GESTELLTE AUFGABE 1 »
Sammle aus den Einträgen jede Zeile, die das Wort "tree" enthält, und gib diese Zeilen wortgetreu wieder.

Man kann hier mit der Zugabe von Waffelbisquit und Zwieback etwas spielen, mehr Bisquit und weniger Zwieback ergiebt mehr Klebkraft und umgekehrt weniger Klebkraft.


Gruß, Jörg


----------



## Angel Andi (3. Februar 2005)

*AW: Futtermischung selbst gemacht beim Feederangeln*

Das klingt doch nicht schlecht. Ich werd auch mal die Dresdener Mischung probieren und mal vergleichen was besser fängt. Auf den zielfisch wollte ich mich nicht festlegen, es ging ja um die Mischungen. In erste Linie natürlich für Weisfische wie Brassen und Rotaugen. Ich will an einer Talsperre angeln. Aber das wird jetzt wegen des Winters eh nichts. Hab mir jetzt mal in einer Bibliothek ein altes Buch ca. 1960 über natürliche Köder geholt, da werden natürlich die Futtermischungen ausschließlich selbst gemischt. Da gibts einiges zu probieren. Aber ich denke mal die haben dann auch nicht so gut gefangen. Ich weiß es nicht?

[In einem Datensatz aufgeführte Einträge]
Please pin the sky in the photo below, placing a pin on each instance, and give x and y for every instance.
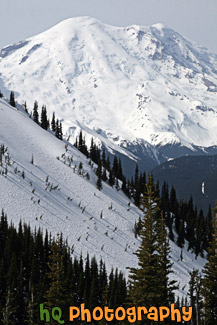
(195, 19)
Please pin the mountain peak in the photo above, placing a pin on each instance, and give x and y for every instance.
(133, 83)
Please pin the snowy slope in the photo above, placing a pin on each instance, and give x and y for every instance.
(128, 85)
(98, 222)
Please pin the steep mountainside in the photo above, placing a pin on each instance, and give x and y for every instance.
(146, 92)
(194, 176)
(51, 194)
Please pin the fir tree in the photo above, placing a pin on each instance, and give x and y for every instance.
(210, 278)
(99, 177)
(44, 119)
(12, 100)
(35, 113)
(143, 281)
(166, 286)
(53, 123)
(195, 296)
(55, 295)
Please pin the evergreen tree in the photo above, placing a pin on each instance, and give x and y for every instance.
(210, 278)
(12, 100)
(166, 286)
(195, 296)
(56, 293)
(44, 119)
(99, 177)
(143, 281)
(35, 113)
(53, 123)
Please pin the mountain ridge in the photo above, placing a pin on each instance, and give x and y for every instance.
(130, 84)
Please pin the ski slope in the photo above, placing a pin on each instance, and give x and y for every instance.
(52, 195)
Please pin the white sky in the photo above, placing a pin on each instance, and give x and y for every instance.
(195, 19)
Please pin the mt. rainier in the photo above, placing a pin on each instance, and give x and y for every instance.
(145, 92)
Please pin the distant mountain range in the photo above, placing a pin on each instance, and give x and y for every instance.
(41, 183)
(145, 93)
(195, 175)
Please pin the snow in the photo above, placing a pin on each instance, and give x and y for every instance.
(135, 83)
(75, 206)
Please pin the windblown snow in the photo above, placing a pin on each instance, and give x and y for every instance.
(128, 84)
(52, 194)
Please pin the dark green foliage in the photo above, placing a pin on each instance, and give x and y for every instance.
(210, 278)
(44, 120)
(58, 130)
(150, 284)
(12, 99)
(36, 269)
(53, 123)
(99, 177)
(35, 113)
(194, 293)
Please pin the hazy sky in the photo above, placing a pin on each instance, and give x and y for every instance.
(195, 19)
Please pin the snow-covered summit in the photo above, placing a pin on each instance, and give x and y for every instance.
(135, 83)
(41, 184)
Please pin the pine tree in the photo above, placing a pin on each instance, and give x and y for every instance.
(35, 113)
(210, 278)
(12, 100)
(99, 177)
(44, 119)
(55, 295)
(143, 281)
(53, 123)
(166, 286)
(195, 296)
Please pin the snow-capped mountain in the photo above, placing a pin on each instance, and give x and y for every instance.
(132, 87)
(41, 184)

GESTELLTE AUFGABE 2 »
Beantworte zum Text über selbst gemachte Futtermischungen beim Feederangeln diese Fragen:
(a) Was ergibt laut Text mehr Bisquit und weniger Zwieback?
(b) An welchem Gewässer will Angel Andi angeln?
(c) Aus welchem Jahr stammt ungefähr das Buch über natürliche Köder aus der Bibliothek?

ERWARTETE ANTWORT 1 »
Please pin the fir tree in the photo above, placing a pin on each instance, and give x and y for every instance.
Please pin the evergreen tree in the photo above, placing a pin on each instance, and give x and y for every instance.
Please pin the pine tree in the photo above, placing a pin on each instance, and give x and y for every instance.

ERWARTETE ANTWORT 2 »
(a) Mehr Klebkraft.
(b) An einer Talsperre.
(c) Ca. 1960.